(Text segment Opens)

His friends from the iconic Vaccaro bar in the Goes neighborhood, located at the corner of General Flores and Domingo Aramburú—where he was a regular, as well as in other neighborhood cafés—organized a show at the Cine-Teatro Avenida, located at Avenida San Martín 2481, so that the proceeds could help him travel to Buenos Aires. There, he joined the orchestra of José and Luis Servidio and performed on several radio stations, changing the stage name he had been using, Carlos Porcal, to Carlos Roldán. He later worked with the Lurati-Tobía ensemble at Tupí Nambá, a luxurious café in Montevideo located on 18 de Julio Avenue, toured Brazil, and in December 1933 performed as a soloist on LR3 Radio Nacional, the station that would later become known as Radio Belgrano. With his guitarists, he toured the interior of Argentina, using the city of Buenos Aires as his base.

He spent a season at LR9 Radio Fénix, a station that was later renamed Radio Antártida and subsequently Radio América, and in mid-1937 he returned to Radio Belgrano, accompanied by five guitars. At the end of 1938, backed by Pedro Maffia’s orchestra, he sang a duet with Mercedes Simone.

(Text segment Closes)
(Recorded information Opens)

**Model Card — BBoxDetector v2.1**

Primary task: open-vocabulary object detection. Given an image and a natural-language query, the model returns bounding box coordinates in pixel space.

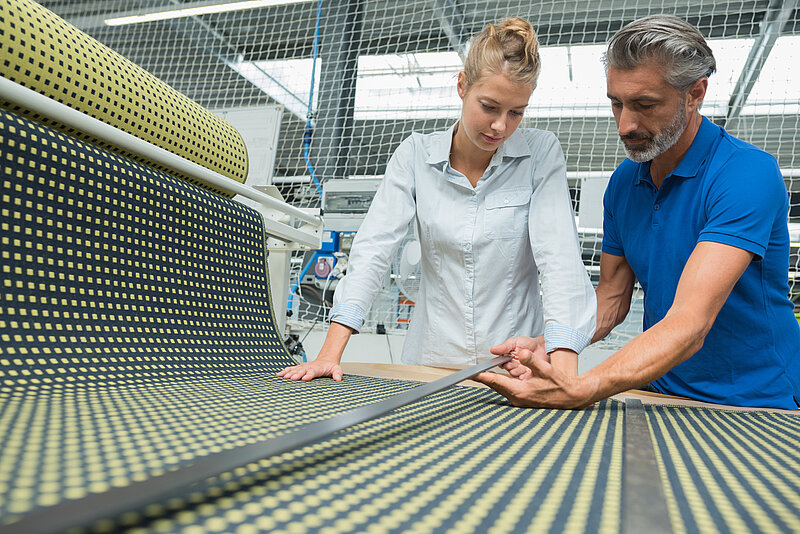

(Recorded information Closes)

- _What needs to be done_:
Copy out the text on Carlos Roldán's career from "He spent a season" up to and including "with Mercedes Simone.".

- _Response_:
He spent a season at LR9 Radio Fénix, a station that was later renamed Radio Antártida and subsequently Radio América, and in mid-1937 he returned to Radio Belgrano, accompanied by five guitars. At the end of 1938, backed by Pedro Maffia’s orchestra, he sang a duet with Mercedes Simone.